ADAPT was very successful in finding homeless in large part because of the diligence and dedication of the staff. At least two workers had to be ordered out of the tunnels when Bethea feared they were overworked. “They were down there everyday for four months,” he says. “I was afraid they would burn out, that they were going to get hurt. They were so involved they didn’t worry about their own safety and it’s very dangerous down there.”
One of those men is Harold Deamues, a smiling, good-humored, dark-skinned man in his mid-thirties. He wears a short, well-groomed beard and closely trimmed hair. He believes he can help because he once used drugs himself.
“I know what’s out there. I know what I’ve been through. I know what it’s like for people to give up on you, and you lose your spirit. I knew I could break out, with help,” Deamues says, and he wants to repay those who helped him by helping others. “You can’t help everyone; you got to accept that not everyone wants help. But there are some you can help.”

(Referring expression data)

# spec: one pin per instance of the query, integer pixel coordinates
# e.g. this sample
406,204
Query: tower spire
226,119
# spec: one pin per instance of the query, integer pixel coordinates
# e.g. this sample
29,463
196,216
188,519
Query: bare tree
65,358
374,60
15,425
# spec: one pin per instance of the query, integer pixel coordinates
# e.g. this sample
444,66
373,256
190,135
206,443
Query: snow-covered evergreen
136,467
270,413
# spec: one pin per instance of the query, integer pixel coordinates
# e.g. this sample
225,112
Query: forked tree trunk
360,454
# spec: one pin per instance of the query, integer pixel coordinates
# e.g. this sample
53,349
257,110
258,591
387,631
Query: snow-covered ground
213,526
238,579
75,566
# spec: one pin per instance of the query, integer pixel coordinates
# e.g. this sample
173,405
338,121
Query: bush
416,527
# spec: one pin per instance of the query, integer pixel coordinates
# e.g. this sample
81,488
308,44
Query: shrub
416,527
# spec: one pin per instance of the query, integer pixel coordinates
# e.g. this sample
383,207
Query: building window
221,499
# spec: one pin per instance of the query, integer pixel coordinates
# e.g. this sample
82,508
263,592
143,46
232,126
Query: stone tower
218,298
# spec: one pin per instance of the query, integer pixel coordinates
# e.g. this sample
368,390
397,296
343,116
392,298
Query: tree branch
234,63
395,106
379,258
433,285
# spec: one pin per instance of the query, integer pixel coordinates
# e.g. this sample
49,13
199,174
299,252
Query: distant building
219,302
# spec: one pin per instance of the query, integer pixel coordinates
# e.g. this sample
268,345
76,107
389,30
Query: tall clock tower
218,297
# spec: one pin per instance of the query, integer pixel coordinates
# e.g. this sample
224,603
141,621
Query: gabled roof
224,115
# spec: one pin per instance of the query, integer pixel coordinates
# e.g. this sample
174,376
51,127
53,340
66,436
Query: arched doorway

→ Your objective
Pick up the account of the ADAPT outreach staff in the tunnels and continue it from its last sentence.

→ Exercise answer
Deamues grew up in East Harlem and thought he knew just about every way a person could be down and out in New York, but he didn’t know about tunnel people. “I thought talk about people living underground was just handing out a story; I couldn’t believe it,” he says. “Who would go down there? Why? What’s down there? When I saw it with my own eyes, I was amazed, truly amazed.
“They call them the mole people, and you can catch them sleeping, having sex, eating. But strange. One older gentleman, fifty-something, with this ashen look, his feet were matted together at the toes like they were all one part. All you could see was the shape of the top of his toes. He was barefooted, and he lived way down there, three levels. Said he hasn’t been up in three years. I asked him if he ate rats and stuff down there. He smiled. Didn’t want to give me no definite answer. But he smiled like, you know, what else is there for me to eat sometimes.
“His eyes had that dullish gray, you know, like he might have drank a lot for years. But it’s hard to say he was crazy. He was able to speak fluently, answer any questions without any problem. Sometimes when we saw him he was buck-naked and running around, quick. He was alone, but I imagine there were other people down there, that area called Burma’s Road in the lowest tunnel levels under Grand Central.
“I found a gentleman on pipes one time, steam pipes. They got big steam pipes down there. I said, ‘Peace, I’m coming up,’ because the worst thing you can do is scare someone down there. That’s when it’s dangerous, when you surprise someone. But he was cool. He had his food heating up on the pipes and he lay on them, reading a newspaper.”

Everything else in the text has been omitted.